Gagnon told the conference of more than 200 delegates. That includes massive waste, undertreatment and rising costs that are unsustainable.
The evidence in favour of a public system in clear – all that is lacking is the political will.
Michael Law, an assistant professor at UBC’s Centre for Health Services and Policy Research, ruffled the feathers of industry representatives when he compared the substantial differences in publicly funded generic drug costs in Canada to New Zealand and the U.S. Among the comparators was the drug Simvastatin, of which a 20 mg pill sells for 62.5 cents in Canada. In the U.S. the same pill will cost 6.9 cents and in New Zealand 2.4 cents. The difference would be equivalent to buying a $60 cup of Tim Horton’s coffee he said.
Jim Keon, President of the Canadian Generic Pharmaceutical Association, shot back that Law was looking at the lowest prices in the world as comparators. He said these prices did not match the average generic drugs costs in the U.S. or among other nations.
Law generated the biggest applause of the day when he replied that he couldn’t imagine a retailer putting up a sign that said “We now price at the average.” He said his choice of comparators was deliberate because we should be seeking the lowest price. Law argued we should dump the idea of scaling generic prices as a percentage of brand prices and instead open up drug pricing to competition.

Source data »
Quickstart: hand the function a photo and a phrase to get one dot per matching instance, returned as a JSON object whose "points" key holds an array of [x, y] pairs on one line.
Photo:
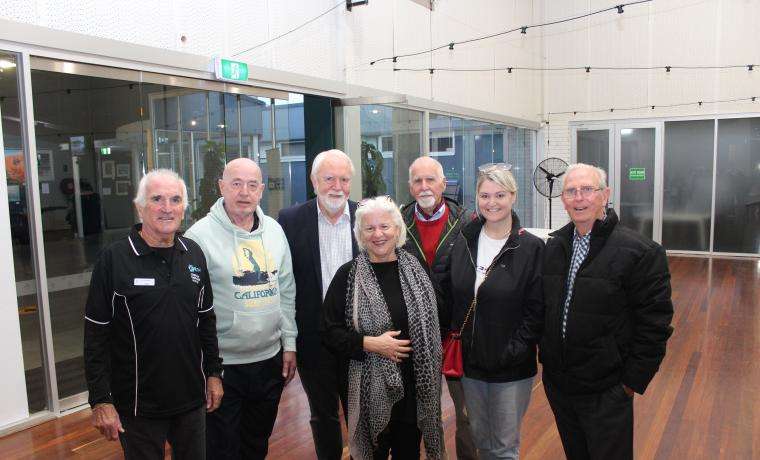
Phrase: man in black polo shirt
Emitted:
{"points": [[151, 355]]}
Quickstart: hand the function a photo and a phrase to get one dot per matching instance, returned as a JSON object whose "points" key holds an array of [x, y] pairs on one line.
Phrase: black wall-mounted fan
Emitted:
{"points": [[546, 180]]}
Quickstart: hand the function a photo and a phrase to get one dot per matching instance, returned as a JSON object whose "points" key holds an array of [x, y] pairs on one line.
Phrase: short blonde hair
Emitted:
{"points": [[502, 177], [379, 203]]}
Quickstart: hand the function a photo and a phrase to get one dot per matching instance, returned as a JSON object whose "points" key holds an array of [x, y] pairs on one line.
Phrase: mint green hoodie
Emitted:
{"points": [[254, 289]]}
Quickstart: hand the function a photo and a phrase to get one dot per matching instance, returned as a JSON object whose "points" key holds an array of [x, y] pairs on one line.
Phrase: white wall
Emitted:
{"points": [[337, 46], [672, 32]]}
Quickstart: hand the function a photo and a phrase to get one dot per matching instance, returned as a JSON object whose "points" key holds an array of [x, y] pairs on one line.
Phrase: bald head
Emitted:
{"points": [[241, 166], [241, 186], [427, 183], [425, 164]]}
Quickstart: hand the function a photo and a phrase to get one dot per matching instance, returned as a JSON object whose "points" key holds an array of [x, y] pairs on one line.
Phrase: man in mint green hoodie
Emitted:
{"points": [[251, 274]]}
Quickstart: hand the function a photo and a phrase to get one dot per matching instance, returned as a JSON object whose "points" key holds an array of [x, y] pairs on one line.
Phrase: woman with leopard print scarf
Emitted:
{"points": [[381, 312]]}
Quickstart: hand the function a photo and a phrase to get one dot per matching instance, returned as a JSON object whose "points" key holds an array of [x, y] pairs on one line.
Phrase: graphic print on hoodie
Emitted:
{"points": [[252, 276]]}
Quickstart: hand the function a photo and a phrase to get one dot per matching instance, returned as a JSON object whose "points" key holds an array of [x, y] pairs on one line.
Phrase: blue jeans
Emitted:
{"points": [[496, 411]]}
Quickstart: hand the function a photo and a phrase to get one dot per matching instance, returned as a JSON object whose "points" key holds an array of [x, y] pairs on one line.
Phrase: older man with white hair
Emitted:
{"points": [[151, 357], [607, 320], [433, 223], [319, 233]]}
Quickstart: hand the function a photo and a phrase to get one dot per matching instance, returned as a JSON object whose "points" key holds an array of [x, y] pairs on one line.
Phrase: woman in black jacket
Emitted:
{"points": [[381, 312], [495, 288]]}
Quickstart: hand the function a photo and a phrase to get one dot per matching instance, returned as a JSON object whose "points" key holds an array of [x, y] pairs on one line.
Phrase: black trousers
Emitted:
{"points": [[597, 426], [400, 439], [324, 386], [145, 438], [241, 426]]}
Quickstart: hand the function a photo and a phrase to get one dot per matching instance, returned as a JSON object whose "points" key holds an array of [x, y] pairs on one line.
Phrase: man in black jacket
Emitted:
{"points": [[608, 314], [433, 223], [320, 237], [150, 349]]}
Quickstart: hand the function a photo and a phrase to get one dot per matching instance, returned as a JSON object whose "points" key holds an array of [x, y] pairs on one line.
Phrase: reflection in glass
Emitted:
{"points": [[391, 141], [737, 192], [89, 141], [687, 182], [521, 154], [594, 148], [637, 179], [285, 168], [441, 138], [18, 195]]}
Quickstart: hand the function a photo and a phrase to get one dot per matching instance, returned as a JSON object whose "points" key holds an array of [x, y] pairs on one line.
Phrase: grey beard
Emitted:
{"points": [[426, 202], [330, 204]]}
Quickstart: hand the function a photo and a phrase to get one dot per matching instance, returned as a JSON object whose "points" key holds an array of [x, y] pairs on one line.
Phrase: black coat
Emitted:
{"points": [[499, 340], [619, 315], [302, 230]]}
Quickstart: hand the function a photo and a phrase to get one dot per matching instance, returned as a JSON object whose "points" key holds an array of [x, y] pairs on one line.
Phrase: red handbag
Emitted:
{"points": [[452, 355], [452, 350]]}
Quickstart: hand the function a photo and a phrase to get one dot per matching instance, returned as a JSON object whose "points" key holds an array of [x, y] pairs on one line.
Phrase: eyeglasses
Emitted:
{"points": [[484, 168], [585, 191], [239, 185]]}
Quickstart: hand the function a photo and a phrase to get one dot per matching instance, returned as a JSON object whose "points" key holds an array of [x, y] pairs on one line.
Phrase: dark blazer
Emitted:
{"points": [[302, 230]]}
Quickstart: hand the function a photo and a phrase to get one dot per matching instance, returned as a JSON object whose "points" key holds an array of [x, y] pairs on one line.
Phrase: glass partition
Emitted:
{"points": [[391, 140], [593, 147], [737, 188], [286, 167], [441, 139], [521, 153], [687, 184], [17, 184]]}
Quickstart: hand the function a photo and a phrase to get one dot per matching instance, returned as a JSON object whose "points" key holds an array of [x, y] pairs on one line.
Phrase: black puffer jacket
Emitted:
{"points": [[620, 311], [499, 340], [457, 217]]}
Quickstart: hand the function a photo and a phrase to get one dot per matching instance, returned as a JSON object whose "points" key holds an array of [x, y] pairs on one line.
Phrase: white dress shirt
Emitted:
{"points": [[334, 244]]}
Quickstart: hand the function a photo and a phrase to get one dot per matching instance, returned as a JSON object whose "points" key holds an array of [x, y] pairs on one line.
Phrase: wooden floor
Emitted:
{"points": [[702, 404]]}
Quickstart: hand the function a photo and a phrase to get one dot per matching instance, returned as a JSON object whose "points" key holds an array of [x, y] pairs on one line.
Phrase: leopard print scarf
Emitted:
{"points": [[375, 384]]}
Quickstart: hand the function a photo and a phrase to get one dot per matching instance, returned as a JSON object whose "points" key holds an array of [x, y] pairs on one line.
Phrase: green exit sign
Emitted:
{"points": [[228, 70], [636, 173]]}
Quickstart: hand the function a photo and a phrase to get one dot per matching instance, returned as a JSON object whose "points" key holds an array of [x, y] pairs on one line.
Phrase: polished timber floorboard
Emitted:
{"points": [[702, 404]]}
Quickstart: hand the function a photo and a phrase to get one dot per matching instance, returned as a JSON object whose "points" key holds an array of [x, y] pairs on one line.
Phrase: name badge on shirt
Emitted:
{"points": [[145, 282]]}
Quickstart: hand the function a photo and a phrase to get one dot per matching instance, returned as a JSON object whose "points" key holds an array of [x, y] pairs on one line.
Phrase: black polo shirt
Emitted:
{"points": [[150, 328]]}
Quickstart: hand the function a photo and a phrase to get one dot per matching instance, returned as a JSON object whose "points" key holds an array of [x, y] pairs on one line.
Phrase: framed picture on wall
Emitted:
{"points": [[108, 169], [45, 165], [122, 187]]}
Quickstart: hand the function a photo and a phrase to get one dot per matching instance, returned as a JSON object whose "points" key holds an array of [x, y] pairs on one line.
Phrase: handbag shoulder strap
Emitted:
{"points": [[475, 297]]}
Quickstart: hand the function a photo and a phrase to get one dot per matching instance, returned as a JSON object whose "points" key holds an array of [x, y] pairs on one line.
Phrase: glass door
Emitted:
{"points": [[595, 145], [637, 150]]}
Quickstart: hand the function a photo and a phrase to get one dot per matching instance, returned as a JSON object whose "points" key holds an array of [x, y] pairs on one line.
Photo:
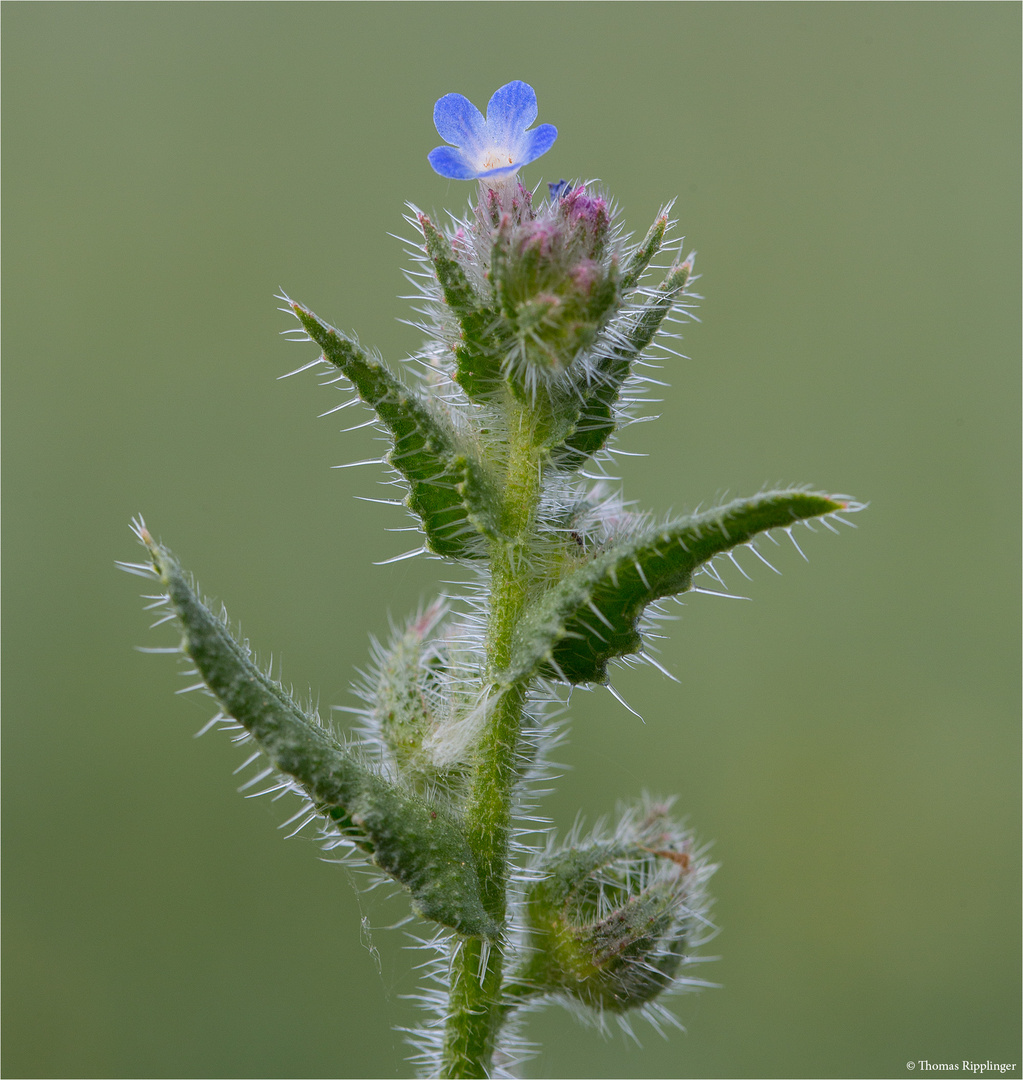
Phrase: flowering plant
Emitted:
{"points": [[537, 315]]}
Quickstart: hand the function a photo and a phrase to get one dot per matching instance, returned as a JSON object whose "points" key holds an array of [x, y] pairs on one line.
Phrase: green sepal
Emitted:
{"points": [[616, 959], [419, 844], [448, 488], [478, 355], [592, 615], [630, 335], [609, 920]]}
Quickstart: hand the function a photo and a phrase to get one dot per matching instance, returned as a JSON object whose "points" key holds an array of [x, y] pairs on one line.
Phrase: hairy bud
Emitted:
{"points": [[613, 919], [554, 281]]}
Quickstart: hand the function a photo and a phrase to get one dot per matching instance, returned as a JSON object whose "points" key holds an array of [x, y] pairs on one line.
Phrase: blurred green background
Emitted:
{"points": [[849, 175]]}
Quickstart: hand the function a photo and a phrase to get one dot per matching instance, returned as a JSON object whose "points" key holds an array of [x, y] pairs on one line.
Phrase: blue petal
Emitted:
{"points": [[536, 143], [511, 110], [458, 121], [452, 163]]}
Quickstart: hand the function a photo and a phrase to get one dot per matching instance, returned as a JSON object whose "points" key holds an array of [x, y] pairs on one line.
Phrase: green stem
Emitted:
{"points": [[475, 1010]]}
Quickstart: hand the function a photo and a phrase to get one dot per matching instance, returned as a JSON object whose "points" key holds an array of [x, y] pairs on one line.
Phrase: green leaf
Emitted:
{"points": [[592, 615], [642, 257], [624, 338], [479, 353], [418, 842], [448, 488]]}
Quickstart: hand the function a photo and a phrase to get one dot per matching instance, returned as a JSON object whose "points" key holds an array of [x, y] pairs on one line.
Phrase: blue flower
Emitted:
{"points": [[496, 146]]}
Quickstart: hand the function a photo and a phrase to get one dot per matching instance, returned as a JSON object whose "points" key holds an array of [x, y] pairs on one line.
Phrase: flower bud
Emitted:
{"points": [[611, 921], [554, 281]]}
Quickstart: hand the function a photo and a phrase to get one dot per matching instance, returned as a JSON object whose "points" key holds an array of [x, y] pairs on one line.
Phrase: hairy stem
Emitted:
{"points": [[475, 1010]]}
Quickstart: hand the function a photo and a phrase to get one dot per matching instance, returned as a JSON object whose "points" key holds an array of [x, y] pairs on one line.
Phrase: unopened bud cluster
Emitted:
{"points": [[613, 918], [539, 312]]}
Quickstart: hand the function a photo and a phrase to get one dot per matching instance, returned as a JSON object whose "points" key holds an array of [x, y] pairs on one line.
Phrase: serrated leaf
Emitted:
{"points": [[592, 615], [419, 844], [626, 337], [448, 488]]}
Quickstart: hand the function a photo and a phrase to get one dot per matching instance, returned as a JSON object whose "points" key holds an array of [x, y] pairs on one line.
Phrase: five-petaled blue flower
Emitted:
{"points": [[496, 146]]}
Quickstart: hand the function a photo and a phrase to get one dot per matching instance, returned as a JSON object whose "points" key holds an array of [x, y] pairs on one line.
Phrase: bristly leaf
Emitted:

Tasks »
• A. In the passage on generic drug pricing, what does a 20 mg Simvastatin pill cost in New Zealand?
• B. Pick up the passage on generic drug pricing after its final sentence and keep writing it.

Expected responses »
• A. 2.4 cents.

• B.
Law also took on the Canadian Pharmacists Association over its threats to close drug stores in the wake of Ontario’s decision to cap generic drug pricing to 25 per cent of brand name costs and end the system of rebates pharmacies relied upon. The year Ontario implemented the changes 52 commercial drug stores closed down. However, 159 also opened. The following year Ontario had a net gain of 30 more drug stores. Law said there were 40 per cent more community drug stores per capita in Canada than the U.S. Access is not an issue — 44 per cent of Ontarians live within 800 metres of two or more pharmacies.
Jody Shkrobot, the past president of the Canadian Pharmacists Association, acknowledged the drug stores were open, but said the impact of Ontario’s changes meant there were fewer staff to provide professional services to their customers.
Many at the conference agreed that while provinces were trying to bring down the cost of prescription drugs, the Federal government was moving in the opposite direction by considering linking patent extensions as part of negotiations of the Canada European Trade Agreement (CETA). Keon noted that would mean patent protection for another three and a half years, driving up drug costs by an estimated $2.8 billion per year.
A number of speakers criticized the Federal government f0r being absent from the discussions about Pharmacare. How possible it will be to implement a national program without the involvement of Ottawa is difficult to say.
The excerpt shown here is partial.